What you should do: Only the lines starting at the one that contains "Return one point per instance of the yellow" and running to the end should be repeated, exactly as written.

── Recorded data

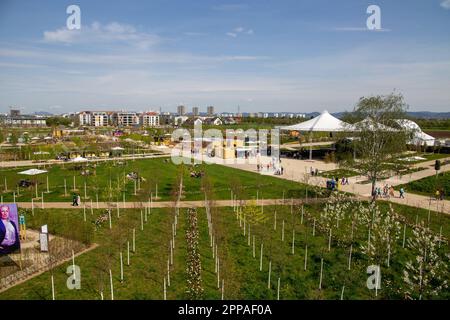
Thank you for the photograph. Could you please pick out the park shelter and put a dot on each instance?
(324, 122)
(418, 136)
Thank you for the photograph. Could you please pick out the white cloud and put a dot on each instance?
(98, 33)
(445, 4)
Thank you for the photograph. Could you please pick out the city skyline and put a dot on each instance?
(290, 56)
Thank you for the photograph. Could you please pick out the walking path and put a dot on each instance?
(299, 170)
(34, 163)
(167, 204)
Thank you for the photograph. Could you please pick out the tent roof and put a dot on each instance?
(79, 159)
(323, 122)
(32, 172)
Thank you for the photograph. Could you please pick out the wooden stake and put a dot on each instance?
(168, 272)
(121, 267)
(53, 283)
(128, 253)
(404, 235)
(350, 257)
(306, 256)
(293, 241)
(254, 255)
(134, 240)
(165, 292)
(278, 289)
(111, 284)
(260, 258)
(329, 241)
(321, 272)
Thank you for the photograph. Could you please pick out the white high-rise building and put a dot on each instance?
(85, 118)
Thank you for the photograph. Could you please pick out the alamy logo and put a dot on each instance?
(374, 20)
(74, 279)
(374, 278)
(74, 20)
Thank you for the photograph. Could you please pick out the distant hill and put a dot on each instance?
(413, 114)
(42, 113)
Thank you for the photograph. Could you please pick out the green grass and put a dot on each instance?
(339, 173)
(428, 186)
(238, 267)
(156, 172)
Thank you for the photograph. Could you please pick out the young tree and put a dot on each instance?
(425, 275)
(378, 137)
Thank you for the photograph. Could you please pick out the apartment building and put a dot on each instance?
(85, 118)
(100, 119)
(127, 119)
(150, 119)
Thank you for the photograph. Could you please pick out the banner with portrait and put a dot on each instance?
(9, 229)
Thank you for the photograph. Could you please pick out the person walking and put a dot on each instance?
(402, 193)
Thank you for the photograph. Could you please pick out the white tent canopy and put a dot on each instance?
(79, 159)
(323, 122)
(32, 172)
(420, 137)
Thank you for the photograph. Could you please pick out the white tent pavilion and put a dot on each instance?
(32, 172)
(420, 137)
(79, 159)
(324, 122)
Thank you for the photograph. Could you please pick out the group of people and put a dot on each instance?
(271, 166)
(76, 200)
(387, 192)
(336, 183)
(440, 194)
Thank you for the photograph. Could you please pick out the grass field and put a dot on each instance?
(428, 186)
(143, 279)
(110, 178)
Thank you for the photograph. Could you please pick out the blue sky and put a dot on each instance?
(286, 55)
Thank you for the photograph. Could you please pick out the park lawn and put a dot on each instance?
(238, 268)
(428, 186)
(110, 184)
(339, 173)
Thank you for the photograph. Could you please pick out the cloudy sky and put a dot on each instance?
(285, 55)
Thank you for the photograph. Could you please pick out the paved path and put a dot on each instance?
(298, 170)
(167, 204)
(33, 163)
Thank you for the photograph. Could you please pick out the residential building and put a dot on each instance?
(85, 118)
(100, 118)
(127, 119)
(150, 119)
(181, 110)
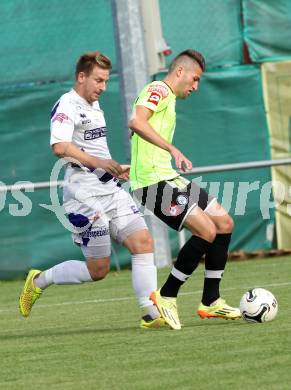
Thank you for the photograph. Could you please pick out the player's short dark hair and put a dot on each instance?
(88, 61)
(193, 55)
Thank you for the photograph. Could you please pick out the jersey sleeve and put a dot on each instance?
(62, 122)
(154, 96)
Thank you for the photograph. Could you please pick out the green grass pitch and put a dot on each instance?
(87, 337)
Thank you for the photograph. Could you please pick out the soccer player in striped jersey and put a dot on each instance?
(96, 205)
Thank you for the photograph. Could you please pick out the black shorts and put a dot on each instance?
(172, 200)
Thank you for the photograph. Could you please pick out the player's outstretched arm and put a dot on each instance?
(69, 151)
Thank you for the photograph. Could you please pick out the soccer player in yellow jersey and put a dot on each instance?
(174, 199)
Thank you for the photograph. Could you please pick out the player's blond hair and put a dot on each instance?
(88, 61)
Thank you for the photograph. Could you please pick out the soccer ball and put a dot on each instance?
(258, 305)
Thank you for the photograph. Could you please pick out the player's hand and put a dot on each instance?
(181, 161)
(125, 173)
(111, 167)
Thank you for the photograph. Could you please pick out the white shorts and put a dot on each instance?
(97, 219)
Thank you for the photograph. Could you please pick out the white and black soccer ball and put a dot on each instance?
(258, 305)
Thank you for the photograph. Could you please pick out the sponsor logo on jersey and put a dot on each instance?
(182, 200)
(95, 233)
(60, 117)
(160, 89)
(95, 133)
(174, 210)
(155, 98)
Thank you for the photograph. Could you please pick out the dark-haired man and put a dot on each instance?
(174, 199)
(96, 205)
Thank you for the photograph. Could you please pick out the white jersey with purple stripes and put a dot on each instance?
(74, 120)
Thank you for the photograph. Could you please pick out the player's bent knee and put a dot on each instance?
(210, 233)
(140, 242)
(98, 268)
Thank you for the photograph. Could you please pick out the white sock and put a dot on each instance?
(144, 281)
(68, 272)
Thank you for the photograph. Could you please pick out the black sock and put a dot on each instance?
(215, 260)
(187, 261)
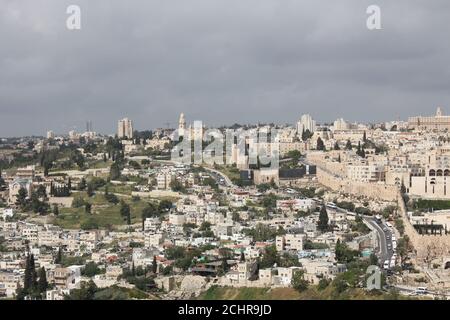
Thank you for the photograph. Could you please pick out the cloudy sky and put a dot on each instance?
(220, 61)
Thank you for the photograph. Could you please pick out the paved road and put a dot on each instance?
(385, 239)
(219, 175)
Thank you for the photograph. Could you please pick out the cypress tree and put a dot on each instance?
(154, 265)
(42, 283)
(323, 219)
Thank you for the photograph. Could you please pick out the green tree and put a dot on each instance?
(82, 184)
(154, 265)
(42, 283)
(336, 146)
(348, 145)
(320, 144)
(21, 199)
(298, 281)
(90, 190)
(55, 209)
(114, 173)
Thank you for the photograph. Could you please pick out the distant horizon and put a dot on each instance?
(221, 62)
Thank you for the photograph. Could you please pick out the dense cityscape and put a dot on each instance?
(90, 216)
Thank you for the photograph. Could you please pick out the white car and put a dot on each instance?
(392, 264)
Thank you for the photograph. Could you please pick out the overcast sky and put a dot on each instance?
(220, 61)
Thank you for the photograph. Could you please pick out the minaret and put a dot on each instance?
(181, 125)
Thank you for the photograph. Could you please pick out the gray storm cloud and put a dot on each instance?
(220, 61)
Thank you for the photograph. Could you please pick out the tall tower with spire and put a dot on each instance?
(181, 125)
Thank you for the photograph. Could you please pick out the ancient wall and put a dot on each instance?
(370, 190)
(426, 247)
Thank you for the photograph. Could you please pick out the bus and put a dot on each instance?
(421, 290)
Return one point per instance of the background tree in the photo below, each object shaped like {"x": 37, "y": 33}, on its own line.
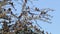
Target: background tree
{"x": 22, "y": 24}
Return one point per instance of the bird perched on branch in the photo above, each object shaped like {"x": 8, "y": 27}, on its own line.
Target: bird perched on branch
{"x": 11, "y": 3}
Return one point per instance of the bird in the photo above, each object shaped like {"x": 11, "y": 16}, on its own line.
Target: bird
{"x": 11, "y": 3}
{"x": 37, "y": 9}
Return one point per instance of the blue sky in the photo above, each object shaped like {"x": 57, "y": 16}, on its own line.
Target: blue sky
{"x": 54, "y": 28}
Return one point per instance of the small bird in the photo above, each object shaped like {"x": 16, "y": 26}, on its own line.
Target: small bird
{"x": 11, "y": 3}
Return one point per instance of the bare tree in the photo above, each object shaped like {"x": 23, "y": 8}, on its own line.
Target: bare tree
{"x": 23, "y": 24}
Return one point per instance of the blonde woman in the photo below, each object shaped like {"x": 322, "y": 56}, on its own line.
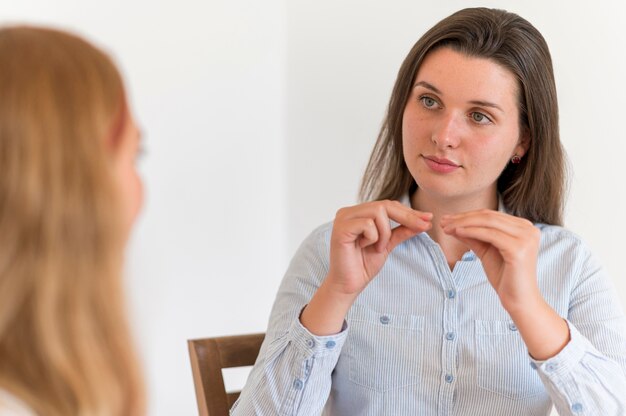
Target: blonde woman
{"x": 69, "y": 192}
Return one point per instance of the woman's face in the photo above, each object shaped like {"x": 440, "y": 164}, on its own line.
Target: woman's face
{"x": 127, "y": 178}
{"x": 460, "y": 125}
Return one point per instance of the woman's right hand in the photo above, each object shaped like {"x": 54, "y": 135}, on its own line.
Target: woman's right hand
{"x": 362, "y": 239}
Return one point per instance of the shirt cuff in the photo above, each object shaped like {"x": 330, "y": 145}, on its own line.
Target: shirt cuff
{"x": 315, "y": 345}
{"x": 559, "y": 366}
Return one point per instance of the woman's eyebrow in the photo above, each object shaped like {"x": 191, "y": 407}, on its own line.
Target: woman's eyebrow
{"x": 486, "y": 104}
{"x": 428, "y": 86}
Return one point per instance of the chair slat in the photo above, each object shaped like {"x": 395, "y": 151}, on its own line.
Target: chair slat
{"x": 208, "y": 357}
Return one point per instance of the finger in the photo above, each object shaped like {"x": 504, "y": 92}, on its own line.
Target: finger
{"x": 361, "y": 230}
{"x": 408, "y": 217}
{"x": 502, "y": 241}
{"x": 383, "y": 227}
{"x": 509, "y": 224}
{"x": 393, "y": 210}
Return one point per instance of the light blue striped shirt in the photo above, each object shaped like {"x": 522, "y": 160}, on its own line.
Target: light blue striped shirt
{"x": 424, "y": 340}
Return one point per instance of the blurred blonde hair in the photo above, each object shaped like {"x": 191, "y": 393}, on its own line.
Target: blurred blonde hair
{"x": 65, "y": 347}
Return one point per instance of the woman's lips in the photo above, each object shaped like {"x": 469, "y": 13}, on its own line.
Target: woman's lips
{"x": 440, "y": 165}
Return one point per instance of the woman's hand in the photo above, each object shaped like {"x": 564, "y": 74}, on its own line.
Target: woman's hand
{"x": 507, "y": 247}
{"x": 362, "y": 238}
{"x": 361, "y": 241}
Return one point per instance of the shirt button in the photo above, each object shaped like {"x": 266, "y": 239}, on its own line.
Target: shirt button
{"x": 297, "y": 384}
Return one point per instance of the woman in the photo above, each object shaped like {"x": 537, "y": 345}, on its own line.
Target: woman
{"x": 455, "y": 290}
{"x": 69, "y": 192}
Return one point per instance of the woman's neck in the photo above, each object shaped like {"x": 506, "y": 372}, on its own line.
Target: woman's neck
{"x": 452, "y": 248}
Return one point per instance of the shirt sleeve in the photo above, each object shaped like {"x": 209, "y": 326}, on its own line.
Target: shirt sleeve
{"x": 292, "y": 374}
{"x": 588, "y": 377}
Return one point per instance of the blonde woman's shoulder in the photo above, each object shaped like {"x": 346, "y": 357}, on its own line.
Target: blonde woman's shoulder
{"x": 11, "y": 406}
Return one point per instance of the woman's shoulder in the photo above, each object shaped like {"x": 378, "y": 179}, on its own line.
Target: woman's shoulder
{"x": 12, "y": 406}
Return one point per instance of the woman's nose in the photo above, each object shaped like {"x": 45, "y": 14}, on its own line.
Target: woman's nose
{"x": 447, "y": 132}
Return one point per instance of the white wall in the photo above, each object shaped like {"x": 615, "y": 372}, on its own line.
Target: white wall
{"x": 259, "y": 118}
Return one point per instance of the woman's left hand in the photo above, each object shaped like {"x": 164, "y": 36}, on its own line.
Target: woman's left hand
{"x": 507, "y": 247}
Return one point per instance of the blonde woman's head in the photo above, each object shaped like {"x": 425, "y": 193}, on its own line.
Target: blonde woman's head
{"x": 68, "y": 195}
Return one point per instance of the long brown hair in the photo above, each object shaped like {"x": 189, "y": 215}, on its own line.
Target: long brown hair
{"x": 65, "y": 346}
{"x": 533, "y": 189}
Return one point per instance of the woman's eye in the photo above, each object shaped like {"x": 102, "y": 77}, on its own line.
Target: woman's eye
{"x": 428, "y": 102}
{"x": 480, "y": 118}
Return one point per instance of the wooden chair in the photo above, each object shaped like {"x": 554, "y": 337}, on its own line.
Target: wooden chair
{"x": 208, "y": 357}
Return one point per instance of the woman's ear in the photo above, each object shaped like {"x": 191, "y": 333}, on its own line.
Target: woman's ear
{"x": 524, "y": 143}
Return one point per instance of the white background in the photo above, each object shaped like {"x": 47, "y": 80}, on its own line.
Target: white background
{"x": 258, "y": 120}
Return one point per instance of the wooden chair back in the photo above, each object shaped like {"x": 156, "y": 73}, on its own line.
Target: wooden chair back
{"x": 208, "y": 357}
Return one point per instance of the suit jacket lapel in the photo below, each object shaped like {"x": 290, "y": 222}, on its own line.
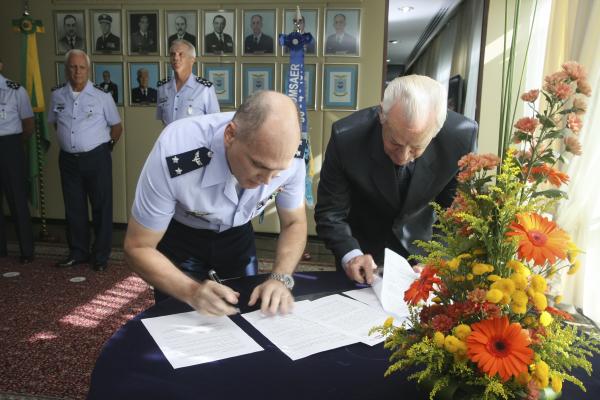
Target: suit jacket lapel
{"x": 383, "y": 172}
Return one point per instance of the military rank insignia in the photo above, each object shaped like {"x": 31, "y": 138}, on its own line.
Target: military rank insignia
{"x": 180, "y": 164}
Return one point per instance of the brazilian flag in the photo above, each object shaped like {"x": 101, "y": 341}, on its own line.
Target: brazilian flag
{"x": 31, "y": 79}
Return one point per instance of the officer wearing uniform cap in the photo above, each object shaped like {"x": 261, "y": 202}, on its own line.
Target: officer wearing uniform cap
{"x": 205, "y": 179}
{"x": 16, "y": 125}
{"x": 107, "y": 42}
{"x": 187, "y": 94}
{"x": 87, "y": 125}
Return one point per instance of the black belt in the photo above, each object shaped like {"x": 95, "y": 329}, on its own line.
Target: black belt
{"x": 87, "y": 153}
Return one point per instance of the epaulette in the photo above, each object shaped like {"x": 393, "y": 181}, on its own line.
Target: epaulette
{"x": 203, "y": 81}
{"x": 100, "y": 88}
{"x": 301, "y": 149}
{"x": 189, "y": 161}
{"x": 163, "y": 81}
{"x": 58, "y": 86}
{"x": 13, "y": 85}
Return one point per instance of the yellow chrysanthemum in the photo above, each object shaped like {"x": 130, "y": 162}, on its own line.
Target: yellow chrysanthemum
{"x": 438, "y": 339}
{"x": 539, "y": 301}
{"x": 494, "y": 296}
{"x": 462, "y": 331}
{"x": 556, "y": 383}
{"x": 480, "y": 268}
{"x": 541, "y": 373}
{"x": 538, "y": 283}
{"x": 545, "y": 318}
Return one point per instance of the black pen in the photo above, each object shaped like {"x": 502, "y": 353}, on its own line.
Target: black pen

────

Solution for this exercise:
Return one point per instance of the yellow chrysanthemum in the photo above, each object shaped like {"x": 130, "y": 162}, on its own line.
Target: yellow chrysanthemum
{"x": 438, "y": 339}
{"x": 539, "y": 301}
{"x": 494, "y": 296}
{"x": 462, "y": 331}
{"x": 556, "y": 383}
{"x": 480, "y": 268}
{"x": 541, "y": 373}
{"x": 538, "y": 283}
{"x": 545, "y": 318}
Return one point per instance of the black pen in the photo above, each object shaped like {"x": 502, "y": 353}, on its own line.
Target: black pen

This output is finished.